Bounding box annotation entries
★ ★ ★ ★

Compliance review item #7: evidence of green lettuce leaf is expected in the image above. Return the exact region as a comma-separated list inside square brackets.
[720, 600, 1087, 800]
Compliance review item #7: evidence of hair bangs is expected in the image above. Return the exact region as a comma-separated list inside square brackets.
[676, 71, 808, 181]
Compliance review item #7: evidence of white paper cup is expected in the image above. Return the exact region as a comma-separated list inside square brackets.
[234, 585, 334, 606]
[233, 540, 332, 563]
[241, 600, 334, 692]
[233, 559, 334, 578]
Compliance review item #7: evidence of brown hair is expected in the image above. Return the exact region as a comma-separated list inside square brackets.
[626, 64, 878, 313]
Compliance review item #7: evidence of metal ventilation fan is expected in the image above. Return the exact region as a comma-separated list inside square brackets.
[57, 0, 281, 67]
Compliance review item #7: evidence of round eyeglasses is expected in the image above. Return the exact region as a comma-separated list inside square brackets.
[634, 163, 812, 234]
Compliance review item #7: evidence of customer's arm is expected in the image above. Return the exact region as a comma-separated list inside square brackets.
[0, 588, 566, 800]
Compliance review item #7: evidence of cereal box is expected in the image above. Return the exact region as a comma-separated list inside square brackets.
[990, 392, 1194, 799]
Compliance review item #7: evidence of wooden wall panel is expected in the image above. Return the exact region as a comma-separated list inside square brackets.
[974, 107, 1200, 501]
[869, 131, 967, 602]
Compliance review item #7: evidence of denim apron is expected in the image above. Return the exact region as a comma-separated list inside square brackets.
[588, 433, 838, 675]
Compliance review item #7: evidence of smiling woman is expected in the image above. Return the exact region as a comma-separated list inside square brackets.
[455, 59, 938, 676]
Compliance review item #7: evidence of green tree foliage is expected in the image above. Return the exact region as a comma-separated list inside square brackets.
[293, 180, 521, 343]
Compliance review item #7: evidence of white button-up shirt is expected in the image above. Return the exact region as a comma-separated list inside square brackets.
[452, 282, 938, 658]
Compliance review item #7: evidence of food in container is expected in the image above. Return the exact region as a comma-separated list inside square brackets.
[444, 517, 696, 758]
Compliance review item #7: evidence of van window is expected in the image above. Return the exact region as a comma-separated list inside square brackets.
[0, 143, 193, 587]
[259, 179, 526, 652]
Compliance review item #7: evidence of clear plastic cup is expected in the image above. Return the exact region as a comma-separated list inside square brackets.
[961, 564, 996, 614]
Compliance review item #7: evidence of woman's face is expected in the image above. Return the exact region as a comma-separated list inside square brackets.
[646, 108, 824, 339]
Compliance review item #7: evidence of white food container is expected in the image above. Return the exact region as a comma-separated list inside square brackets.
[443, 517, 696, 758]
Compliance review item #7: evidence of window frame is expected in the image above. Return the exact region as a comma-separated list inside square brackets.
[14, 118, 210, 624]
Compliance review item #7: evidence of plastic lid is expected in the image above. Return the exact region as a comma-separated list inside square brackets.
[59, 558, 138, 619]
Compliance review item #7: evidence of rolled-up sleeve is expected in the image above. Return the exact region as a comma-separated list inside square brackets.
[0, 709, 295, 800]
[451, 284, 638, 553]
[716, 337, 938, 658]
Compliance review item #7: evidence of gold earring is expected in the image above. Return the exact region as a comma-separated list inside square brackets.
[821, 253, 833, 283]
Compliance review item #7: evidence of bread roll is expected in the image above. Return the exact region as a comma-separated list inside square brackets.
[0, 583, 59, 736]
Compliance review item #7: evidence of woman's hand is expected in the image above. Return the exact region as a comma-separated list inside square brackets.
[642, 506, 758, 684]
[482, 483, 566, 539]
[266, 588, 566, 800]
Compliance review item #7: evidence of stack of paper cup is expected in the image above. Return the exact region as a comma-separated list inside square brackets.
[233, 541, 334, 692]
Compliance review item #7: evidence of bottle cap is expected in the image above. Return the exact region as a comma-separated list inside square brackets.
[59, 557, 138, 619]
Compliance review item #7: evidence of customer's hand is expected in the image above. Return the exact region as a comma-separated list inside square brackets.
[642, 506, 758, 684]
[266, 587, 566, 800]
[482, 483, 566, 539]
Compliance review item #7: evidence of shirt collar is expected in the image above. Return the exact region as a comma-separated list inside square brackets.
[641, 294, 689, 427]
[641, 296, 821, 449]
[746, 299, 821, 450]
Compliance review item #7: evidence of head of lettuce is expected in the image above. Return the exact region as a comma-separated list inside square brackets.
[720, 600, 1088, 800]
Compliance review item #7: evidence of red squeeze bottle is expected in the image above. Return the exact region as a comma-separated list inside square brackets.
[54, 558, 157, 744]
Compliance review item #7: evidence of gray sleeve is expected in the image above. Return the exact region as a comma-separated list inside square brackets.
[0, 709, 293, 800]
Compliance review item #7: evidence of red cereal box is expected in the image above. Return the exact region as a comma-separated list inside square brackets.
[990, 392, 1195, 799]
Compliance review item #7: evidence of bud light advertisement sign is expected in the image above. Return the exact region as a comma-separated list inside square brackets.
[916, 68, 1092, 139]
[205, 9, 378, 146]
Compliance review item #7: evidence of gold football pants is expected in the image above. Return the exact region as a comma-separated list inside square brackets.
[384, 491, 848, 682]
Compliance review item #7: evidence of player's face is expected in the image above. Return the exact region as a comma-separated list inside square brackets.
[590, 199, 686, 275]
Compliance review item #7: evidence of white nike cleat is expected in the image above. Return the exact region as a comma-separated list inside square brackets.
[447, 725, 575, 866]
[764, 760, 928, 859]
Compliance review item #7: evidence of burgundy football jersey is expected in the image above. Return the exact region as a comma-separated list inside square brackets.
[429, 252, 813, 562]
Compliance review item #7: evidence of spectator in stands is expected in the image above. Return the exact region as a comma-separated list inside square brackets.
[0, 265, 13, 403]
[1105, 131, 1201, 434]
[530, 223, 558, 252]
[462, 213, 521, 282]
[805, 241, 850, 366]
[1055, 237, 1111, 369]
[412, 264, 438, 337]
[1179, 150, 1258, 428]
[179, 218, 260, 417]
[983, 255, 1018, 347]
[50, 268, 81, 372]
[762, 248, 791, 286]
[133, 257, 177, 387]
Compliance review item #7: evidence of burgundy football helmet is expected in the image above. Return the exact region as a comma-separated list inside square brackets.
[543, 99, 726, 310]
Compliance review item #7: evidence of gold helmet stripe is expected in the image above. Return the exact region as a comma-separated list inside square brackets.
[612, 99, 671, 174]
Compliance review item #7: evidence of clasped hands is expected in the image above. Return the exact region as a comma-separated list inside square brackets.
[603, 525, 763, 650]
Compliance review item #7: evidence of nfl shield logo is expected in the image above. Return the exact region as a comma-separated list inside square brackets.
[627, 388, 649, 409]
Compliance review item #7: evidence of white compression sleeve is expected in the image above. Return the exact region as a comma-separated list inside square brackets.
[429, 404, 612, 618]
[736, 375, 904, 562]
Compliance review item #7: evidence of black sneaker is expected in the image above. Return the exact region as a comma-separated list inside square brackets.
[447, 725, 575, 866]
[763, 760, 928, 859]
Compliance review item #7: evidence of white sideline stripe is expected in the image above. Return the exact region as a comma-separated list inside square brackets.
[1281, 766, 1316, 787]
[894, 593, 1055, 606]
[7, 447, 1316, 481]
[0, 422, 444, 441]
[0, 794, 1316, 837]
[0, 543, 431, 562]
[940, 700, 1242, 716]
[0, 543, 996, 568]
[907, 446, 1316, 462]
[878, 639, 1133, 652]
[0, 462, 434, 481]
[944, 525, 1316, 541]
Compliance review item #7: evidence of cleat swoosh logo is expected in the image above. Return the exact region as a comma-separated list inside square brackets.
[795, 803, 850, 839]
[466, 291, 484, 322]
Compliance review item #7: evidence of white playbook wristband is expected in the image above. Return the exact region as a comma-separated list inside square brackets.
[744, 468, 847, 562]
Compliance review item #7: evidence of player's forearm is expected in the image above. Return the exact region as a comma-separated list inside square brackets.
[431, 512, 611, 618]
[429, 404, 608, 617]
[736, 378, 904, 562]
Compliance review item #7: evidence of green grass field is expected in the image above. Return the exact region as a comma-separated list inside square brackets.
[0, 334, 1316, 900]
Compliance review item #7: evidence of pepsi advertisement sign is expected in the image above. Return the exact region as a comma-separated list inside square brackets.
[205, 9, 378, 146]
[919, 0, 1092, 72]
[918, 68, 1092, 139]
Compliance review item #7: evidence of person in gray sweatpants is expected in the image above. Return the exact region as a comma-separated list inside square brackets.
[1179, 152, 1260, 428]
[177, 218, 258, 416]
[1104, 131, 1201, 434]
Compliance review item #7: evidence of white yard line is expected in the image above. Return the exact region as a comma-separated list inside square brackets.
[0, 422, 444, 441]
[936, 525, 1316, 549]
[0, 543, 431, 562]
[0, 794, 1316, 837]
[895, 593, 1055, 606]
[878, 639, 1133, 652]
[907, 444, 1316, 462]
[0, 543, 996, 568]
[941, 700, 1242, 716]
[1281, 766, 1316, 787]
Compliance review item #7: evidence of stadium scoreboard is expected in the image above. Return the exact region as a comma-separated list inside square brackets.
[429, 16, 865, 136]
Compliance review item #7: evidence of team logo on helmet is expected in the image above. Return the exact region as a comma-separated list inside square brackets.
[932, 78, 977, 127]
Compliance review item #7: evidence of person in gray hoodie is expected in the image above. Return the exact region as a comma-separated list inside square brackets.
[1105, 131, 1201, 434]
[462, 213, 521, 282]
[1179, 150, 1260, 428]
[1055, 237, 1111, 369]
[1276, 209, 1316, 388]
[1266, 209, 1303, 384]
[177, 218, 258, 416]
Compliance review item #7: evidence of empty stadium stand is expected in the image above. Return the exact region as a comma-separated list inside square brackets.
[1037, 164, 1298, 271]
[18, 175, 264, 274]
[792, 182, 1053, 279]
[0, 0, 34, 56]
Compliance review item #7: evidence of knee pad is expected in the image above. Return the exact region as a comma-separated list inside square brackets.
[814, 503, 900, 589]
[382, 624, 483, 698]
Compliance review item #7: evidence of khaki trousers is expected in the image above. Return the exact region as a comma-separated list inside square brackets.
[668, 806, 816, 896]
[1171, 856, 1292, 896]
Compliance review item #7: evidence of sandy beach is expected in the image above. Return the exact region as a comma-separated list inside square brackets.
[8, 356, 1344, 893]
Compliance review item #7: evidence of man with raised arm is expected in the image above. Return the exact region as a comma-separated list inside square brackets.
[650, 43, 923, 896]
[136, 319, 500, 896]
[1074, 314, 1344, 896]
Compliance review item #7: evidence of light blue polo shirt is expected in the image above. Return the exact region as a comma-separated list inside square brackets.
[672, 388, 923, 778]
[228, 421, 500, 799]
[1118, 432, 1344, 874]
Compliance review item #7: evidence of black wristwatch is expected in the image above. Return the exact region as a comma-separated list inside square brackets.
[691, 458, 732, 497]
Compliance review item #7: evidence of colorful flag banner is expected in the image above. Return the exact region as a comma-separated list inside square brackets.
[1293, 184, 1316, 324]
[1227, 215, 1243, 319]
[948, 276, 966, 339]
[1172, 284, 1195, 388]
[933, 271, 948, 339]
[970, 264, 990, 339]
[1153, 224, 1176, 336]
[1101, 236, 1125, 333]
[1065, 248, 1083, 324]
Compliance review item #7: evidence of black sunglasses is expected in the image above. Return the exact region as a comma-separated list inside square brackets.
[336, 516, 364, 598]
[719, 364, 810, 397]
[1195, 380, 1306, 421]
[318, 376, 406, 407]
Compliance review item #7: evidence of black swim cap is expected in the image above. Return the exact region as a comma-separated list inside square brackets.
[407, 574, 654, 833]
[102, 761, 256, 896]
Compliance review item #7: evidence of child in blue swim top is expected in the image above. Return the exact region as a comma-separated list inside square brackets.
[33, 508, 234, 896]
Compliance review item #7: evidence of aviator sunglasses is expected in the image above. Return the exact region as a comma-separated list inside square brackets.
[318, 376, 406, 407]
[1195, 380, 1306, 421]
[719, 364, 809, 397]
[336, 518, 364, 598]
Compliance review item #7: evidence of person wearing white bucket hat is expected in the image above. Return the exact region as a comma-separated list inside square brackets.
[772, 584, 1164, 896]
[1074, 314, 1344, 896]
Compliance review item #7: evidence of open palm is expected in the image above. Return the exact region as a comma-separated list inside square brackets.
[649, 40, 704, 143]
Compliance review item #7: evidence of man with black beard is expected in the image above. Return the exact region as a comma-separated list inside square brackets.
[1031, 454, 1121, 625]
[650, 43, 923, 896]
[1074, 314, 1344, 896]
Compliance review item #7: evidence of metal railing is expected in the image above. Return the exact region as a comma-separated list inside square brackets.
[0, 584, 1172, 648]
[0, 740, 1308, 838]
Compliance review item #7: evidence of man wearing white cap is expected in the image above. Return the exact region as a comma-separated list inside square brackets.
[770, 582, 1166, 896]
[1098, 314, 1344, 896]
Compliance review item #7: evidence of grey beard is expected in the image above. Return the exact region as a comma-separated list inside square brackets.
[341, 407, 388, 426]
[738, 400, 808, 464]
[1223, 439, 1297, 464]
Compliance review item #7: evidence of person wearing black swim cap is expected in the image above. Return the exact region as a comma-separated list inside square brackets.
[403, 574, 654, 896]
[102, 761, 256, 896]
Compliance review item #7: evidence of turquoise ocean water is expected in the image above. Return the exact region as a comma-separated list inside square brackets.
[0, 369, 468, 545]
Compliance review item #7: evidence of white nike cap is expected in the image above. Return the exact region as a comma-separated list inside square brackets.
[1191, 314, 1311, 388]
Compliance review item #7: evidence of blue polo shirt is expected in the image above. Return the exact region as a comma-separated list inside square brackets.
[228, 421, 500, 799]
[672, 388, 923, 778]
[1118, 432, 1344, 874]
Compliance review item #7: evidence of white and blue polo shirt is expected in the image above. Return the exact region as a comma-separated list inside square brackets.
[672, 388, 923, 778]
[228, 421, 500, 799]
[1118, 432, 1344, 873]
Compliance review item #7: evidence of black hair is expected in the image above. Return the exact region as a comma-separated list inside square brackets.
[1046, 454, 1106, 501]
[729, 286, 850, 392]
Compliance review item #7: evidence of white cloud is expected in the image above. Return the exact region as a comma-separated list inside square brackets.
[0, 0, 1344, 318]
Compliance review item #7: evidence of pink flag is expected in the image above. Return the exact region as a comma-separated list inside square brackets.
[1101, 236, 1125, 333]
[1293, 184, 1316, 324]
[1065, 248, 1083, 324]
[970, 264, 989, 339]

★ ★ ★ ★

-- GIVEN INSTRUCTION --
Locate the line with "Compliance review item #7: evidence of white and" in the entries above; extract it and every line after it, verbatim.

-- WRITTEN RESPONSE --
Compliance review item #7: evidence of white and blue polo shirt is expected in the image above. Return the exact region as a comma-separated list inside square brackets.
[672, 388, 923, 778]
[228, 421, 500, 799]
[1118, 432, 1344, 873]
Compliance review item #7: evidence of black hair is expected in the image above. Return the exact region as a comma-separated list inside square brackets.
[1046, 454, 1106, 501]
[729, 286, 850, 392]
Compliance review item #7: evidence of white cloud is expected in the image above. Return the exact region as a comma-separated list inside square brackets.
[0, 0, 1344, 318]
Compliance review item #7: evidence of pink flag is expected in the image above. Return the exact region as a comma-separated list inside square brackets.
[1101, 236, 1125, 333]
[1293, 184, 1316, 324]
[1065, 248, 1083, 324]
[970, 264, 989, 339]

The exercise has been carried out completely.